## Extract provided
--

The details that matter for typo tolerance specifically:

prefix_length: 1 keeps the first character fixed before applying fuzziness. This is the single biggest precision win — demon won't fuzzy-match lemon, but demn still matches demon. It also slashes the number of terms OpenSearch has to expand, which keeps latency down.
max_expansions: 30 caps how many fuzzy variants a term expands into, so a short query can't blow up into thousands of term lookups.
operator: and on the Latin field means every query word must match (fuzzily). Without it, a three-word query returns anything matching any one word, and precision collapses.
CJK gets minimum_should_match: 70% instead of fuzziness, so dropping one character out of a four-character title still matches, but unrelated bigram overlap doesn't.

Backfilling and verifying with Python

For the initial bulk load of the full corpus and for nightly drift-checks, I wrote a small Python tool. PHP owns the live path; Python is just operational tooling, and the OpenSearch helpers.bulk streaming helper is genuinely nicer than hand-rolling batches.

#!/usr/bin/env python3
"""Backfill OpenSearch from the SQLite source of truth, then verify counts."""

--

## Data lines
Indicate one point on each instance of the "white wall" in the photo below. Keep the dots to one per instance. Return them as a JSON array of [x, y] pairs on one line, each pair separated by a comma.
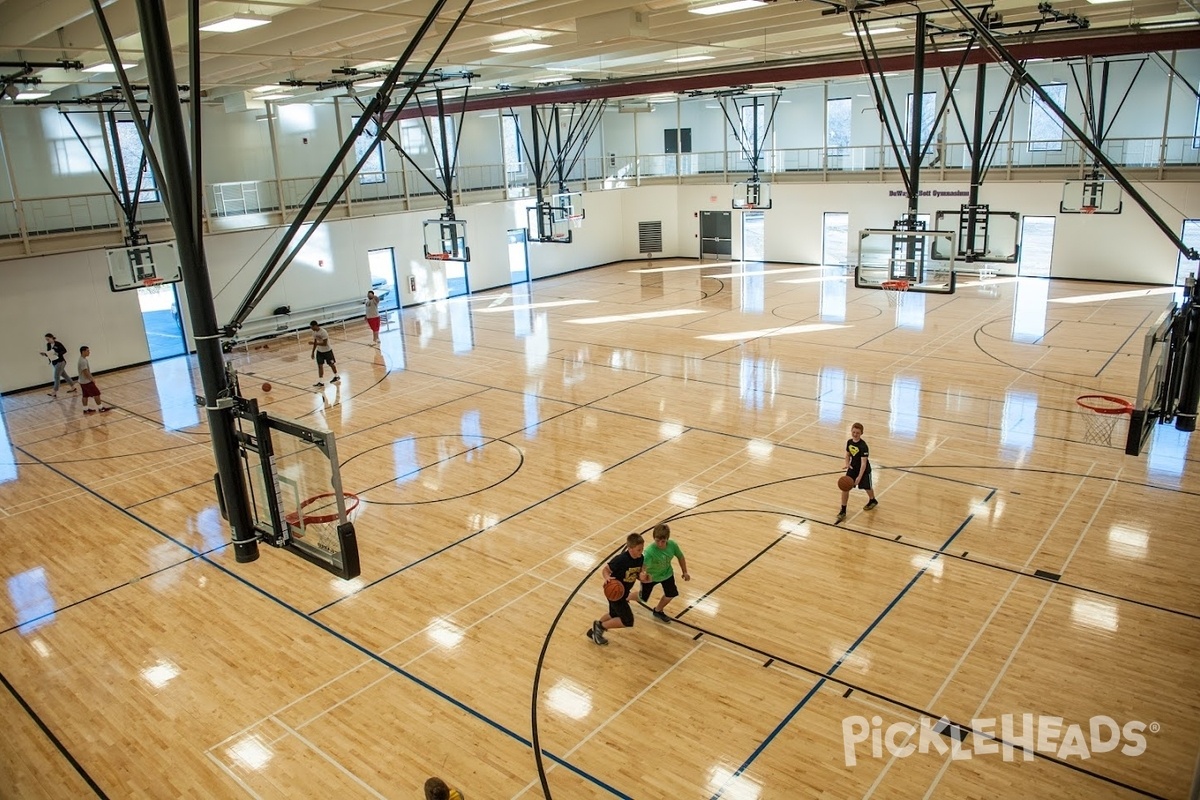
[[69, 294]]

--

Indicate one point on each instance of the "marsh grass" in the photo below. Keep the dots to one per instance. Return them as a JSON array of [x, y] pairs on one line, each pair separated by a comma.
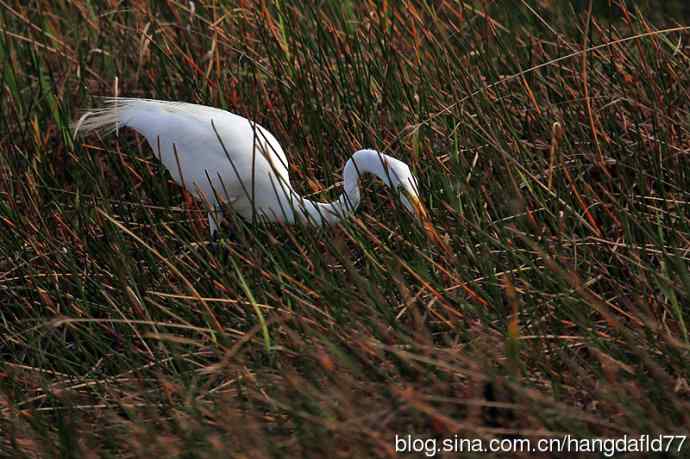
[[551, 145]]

--

## Problems
1/ According to the excerpt on OpenSearch typo tolerance, what setting do CJK fields get instead of fuzziness?
2/ Continue the excerpt on OpenSearch typo tolerance from the end of its final line.

## Outputs by task
1/ They get minimum_should_match: 70%.

2/
import os
import sqlite3
from opensearchpy import OpenSearch, helpers

INDEX = "videos_v3"
DB_PATH = os.environ.get("VIDEO_DB", "data/videos.db")

client = OpenSearch(
    hosts=[os.environ.get("OPENSEARCH_HOST", "https://127.0.0.1:9200")],
    http_auth=("admin", os.environ["OPENSEARCH_PASS"]),
    verify_certs=False,
    timeout=30,
)


def docs(conn: sqlite3.Connection):
    conn.row_factory = sqlite3.Row
    cur = conn.execute(
        "SELECT video_id, title, region, lang, view_count, published_at FROM videos"
    )
    for row in cur:
        yield {
            "_index": INDEX,
            "_id": row["video_id"],
            "_source": {
                "video_id": row["video_id"],
                "title": row["title"],
                "region": row["region"],
                "lang": row["lang"],
                "view_count": int(row["view_count"] or 0),
                "published_at": row["published_at"],
            },
        }


def main() -> None:
    conn = sqlite3.connect(DB_PATH)
    ok, errors = helpers.bulk(client, docs(conn), chunk_size=1000, raise_on_error=False)
    print(f"indexed={ok} errors={len(errors)}")

    client.indices.refresh(index=INDEX)
    sql_count = conn.execute("SELECT COUNT(*) FROM videos").fetchone()[0]
    os_count = client.count(index=INDEX)["count"]
    drift = sql_count - os_count
    print(f"sqlite={sql_count} opensearch={os_count} drift={drift}")
    if abs(drift) > sql_count * 0.001:  # tolerate 0.1% in-flight skew
        raise SystemExit(f"drift too high: {drift}")


if __name__ == "__main__":
    main()

The drift check is not optional. Two derived stores will diverge — a failed bulk item here, a deleted video there — and the only way I trust the index is by reconciling counts against SQLite on every run and alerting when they part by more than a rounding error.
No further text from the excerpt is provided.